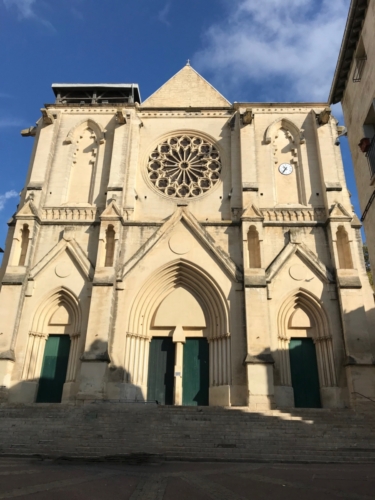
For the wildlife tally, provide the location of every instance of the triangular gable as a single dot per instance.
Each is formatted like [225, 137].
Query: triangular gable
[338, 211]
[183, 214]
[75, 252]
[112, 212]
[187, 88]
[306, 255]
[28, 211]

---

* [WHAT YOU HAVE TO DO] Nothing but the lines from the one containing "Each is formatted like [225, 137]." through the end of the entries belongs in the answer; repeat them exactly.

* [ANSWER TO THIS TASK]
Each is formatted like [225, 137].
Query: triangular gable
[338, 211]
[183, 214]
[75, 252]
[112, 212]
[187, 88]
[306, 255]
[28, 211]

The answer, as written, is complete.